● **WHAT THE EXERCISE ASKS**:
List every line in the records below that contains the string "logo", copying each one in full. Matching is case-sensitive.

(Bounding-box records)

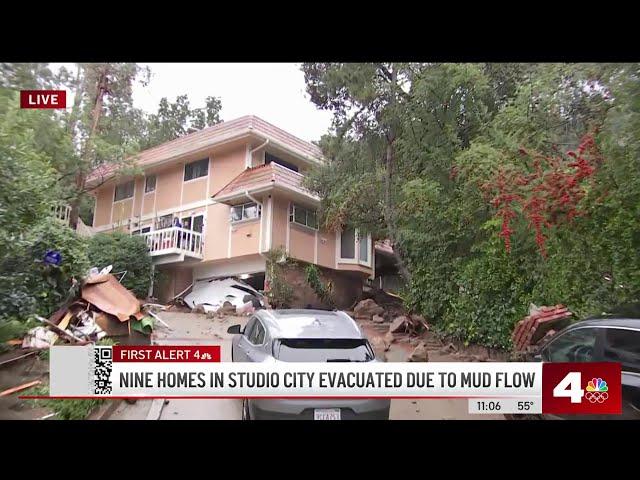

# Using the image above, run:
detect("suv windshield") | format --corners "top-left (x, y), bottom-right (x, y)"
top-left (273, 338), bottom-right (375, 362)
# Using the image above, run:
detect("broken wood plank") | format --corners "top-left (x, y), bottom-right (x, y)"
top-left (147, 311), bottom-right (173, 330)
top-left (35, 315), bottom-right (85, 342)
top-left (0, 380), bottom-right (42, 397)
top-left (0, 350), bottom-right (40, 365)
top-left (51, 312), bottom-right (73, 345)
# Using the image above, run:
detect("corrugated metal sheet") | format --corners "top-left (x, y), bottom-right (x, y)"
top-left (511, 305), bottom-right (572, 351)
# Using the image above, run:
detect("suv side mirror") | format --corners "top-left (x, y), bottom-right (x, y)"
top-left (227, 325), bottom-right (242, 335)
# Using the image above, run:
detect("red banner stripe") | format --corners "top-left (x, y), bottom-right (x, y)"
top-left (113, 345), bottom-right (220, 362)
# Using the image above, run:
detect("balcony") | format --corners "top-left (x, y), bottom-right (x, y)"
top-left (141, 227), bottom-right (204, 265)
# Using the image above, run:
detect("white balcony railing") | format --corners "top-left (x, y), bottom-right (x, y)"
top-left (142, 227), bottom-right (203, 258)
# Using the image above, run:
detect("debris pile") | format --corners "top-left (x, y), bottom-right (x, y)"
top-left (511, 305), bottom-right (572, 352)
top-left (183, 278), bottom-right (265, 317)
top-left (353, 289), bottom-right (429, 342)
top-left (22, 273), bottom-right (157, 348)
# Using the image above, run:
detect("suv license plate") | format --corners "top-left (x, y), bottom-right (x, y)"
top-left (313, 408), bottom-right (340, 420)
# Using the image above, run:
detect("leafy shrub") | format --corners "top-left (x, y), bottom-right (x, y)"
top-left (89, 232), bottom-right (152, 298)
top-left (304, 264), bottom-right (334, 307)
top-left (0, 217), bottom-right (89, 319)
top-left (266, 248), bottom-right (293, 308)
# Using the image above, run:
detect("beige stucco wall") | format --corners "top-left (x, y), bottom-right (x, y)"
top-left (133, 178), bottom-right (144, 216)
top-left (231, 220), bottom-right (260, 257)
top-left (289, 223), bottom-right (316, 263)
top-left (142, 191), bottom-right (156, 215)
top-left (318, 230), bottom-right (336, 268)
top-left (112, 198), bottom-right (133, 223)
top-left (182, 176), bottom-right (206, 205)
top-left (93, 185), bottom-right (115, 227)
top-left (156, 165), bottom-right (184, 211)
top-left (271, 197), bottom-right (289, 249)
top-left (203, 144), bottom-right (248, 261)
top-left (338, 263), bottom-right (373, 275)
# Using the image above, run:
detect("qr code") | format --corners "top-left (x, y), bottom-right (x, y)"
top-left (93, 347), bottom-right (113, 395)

---

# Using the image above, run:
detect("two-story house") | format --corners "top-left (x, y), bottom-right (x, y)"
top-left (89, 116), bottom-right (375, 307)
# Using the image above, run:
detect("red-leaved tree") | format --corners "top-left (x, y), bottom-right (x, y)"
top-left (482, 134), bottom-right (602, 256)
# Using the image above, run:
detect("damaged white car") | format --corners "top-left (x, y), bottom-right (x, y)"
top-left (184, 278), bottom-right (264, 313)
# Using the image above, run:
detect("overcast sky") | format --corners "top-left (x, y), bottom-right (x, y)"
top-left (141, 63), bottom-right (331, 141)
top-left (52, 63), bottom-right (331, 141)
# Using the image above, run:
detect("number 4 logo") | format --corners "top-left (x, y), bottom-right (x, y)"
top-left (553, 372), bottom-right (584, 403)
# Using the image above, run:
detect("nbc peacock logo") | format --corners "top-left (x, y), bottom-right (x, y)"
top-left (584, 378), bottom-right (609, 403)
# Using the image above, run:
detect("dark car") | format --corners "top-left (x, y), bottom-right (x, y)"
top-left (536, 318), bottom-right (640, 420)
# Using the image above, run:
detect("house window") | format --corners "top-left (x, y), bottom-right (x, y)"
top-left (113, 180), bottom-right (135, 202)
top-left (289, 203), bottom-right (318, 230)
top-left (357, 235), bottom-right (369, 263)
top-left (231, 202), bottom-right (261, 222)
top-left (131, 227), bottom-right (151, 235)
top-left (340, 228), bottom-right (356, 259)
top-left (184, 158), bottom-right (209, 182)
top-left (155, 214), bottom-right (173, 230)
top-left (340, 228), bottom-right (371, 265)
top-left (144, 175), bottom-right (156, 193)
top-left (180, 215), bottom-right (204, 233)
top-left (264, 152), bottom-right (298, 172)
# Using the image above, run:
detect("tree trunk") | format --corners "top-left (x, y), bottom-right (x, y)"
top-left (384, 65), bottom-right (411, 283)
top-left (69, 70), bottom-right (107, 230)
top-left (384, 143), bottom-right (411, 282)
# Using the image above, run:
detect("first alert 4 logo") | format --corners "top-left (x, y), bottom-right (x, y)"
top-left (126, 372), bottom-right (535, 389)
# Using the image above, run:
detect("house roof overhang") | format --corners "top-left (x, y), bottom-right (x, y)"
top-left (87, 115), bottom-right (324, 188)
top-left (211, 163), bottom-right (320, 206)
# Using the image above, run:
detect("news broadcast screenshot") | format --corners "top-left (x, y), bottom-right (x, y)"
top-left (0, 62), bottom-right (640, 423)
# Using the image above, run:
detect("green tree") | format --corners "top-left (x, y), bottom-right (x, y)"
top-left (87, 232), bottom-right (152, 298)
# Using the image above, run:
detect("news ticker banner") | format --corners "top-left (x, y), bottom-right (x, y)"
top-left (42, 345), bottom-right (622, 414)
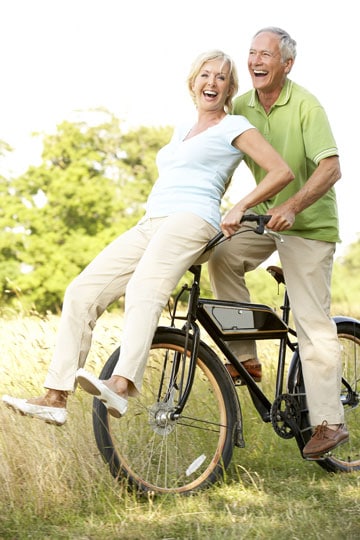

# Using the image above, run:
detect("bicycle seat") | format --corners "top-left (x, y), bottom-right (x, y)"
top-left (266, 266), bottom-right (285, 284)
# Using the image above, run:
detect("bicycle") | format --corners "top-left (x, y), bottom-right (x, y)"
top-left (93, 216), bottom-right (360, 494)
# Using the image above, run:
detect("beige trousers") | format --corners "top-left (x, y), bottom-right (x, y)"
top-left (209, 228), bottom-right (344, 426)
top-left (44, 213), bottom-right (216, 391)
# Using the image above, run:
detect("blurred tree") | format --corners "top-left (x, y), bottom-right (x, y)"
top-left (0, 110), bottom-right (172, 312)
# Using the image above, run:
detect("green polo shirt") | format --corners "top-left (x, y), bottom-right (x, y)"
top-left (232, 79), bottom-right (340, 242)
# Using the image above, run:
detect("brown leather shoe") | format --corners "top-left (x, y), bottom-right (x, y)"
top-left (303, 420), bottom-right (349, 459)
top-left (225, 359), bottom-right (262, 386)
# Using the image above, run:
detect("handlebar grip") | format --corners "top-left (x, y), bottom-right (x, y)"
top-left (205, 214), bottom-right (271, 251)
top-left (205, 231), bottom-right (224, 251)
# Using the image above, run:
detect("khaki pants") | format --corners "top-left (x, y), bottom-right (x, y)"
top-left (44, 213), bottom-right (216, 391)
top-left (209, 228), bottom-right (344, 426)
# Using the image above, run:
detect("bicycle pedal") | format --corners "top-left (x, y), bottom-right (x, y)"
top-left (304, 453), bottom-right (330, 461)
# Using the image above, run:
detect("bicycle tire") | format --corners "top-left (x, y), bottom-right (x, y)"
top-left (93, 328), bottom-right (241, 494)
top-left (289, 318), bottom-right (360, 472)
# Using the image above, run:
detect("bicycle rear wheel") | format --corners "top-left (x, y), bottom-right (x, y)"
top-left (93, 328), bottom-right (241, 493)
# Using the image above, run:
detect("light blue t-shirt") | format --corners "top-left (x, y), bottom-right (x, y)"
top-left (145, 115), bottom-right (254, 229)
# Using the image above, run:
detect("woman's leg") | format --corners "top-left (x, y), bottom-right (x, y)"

---

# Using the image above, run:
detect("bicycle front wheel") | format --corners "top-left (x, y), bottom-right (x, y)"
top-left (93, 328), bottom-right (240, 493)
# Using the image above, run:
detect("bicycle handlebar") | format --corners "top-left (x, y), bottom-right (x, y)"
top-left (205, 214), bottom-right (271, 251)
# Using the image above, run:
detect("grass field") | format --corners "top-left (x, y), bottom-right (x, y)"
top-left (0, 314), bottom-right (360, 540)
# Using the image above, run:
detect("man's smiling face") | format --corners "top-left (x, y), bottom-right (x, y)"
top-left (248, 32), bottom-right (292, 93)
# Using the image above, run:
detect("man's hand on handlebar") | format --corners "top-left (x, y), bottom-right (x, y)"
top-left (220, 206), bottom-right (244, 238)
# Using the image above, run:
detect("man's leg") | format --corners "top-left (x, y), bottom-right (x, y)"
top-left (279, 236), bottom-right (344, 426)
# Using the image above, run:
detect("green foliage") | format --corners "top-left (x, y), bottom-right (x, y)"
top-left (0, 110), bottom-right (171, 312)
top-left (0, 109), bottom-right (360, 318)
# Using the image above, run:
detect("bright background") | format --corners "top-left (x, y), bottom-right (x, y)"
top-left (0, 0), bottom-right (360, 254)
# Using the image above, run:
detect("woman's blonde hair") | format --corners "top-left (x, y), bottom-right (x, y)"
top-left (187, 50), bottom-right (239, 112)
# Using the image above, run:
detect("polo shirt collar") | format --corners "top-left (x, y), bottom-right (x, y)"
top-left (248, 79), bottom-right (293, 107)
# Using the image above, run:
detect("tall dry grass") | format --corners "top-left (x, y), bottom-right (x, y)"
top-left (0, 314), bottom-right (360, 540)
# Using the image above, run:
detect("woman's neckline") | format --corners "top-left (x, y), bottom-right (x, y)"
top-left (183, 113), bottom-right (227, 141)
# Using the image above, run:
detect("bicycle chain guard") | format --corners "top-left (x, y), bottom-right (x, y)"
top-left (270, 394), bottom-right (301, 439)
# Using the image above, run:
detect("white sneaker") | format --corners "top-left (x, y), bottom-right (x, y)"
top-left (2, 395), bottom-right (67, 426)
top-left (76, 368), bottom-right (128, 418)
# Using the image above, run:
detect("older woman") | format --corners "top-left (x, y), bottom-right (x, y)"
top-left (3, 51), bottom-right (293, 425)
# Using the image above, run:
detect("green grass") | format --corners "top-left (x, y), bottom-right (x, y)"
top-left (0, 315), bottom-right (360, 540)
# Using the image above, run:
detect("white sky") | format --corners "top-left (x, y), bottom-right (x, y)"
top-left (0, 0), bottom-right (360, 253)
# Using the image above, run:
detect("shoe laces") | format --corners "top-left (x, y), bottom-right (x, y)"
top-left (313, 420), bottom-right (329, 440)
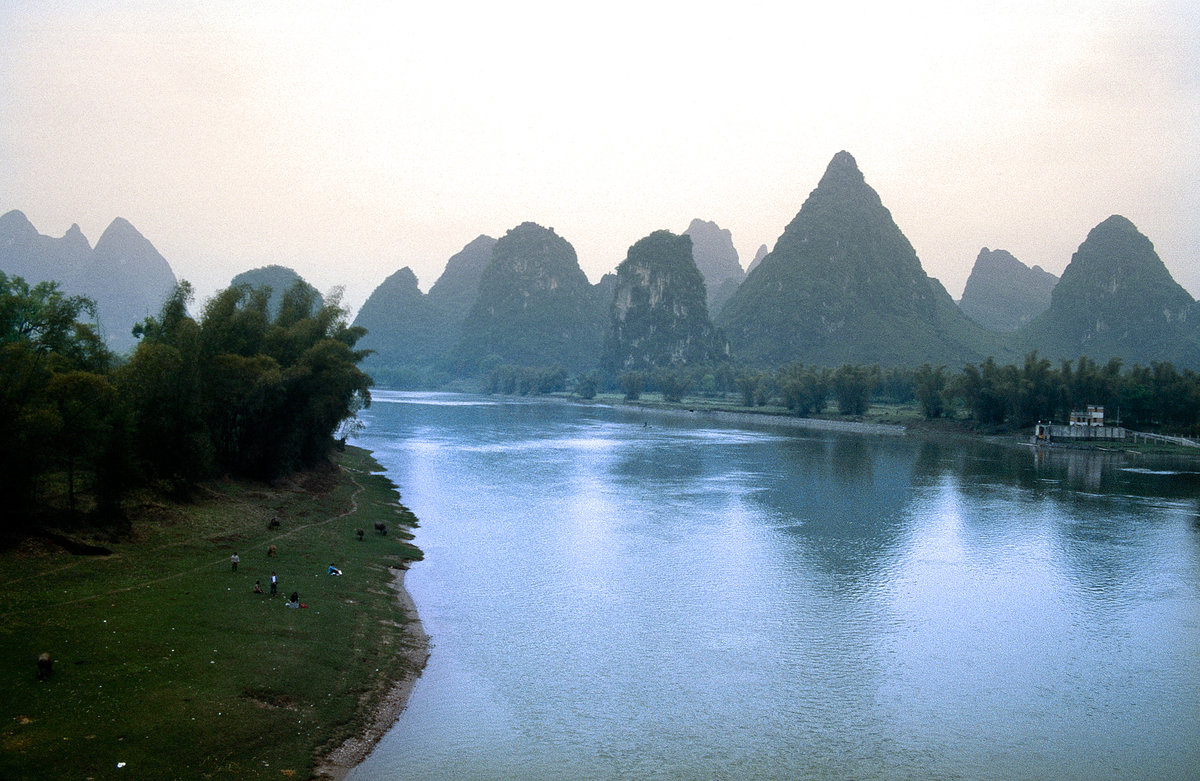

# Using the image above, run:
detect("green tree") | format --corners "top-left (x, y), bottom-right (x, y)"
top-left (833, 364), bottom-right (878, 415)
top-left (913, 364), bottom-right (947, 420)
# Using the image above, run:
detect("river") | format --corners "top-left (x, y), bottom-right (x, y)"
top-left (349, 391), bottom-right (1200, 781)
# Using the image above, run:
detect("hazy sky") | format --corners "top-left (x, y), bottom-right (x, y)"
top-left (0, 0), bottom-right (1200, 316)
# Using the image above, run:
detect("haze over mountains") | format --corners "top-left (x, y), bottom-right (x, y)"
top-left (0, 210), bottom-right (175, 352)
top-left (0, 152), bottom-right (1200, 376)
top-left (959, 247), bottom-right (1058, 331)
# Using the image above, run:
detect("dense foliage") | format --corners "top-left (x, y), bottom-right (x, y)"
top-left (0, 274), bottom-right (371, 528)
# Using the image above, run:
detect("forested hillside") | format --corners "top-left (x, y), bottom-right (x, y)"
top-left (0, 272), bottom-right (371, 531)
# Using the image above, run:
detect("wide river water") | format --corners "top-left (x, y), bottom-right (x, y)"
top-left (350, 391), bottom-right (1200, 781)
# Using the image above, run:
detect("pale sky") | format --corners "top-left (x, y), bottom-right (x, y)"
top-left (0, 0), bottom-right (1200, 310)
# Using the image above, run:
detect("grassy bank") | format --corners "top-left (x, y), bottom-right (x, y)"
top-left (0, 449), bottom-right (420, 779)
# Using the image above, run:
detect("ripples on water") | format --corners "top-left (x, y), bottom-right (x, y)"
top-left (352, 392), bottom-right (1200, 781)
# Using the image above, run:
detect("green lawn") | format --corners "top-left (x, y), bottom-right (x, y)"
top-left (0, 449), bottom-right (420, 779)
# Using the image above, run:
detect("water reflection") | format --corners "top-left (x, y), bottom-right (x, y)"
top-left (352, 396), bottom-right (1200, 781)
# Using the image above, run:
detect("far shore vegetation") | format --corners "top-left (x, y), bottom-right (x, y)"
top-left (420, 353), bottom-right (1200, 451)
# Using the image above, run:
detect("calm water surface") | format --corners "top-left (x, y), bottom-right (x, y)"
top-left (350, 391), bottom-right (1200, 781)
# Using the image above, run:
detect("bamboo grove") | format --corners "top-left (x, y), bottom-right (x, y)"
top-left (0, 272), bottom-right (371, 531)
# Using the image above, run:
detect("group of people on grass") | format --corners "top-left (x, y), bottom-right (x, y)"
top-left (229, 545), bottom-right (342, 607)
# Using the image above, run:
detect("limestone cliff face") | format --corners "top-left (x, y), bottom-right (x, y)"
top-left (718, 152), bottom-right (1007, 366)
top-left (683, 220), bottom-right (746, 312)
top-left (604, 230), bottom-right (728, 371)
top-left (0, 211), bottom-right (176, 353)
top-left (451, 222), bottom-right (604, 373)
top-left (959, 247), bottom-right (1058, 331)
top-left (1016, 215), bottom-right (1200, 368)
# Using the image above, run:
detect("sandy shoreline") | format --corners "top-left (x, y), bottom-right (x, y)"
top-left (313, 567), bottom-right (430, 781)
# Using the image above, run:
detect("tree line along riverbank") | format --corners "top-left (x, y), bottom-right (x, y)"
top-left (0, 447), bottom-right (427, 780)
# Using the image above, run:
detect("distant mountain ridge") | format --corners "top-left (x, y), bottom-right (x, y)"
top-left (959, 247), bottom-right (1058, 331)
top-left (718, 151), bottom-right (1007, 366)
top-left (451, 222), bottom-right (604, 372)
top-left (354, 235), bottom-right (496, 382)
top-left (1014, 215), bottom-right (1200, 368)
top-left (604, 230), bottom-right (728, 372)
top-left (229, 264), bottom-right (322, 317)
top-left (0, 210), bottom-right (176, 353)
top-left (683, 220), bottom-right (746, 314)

● **THE SOLUTION**:
detect("number 4 logo") | format --corners "top-left (x, y), bottom-right (x, y)"
detect("nbc peacock logo") | format --corners "top-left (x, y), bottom-right (x, y)"
detect("first alert 4 logo") | format --corners "top-left (x, y), bottom-right (x, y)"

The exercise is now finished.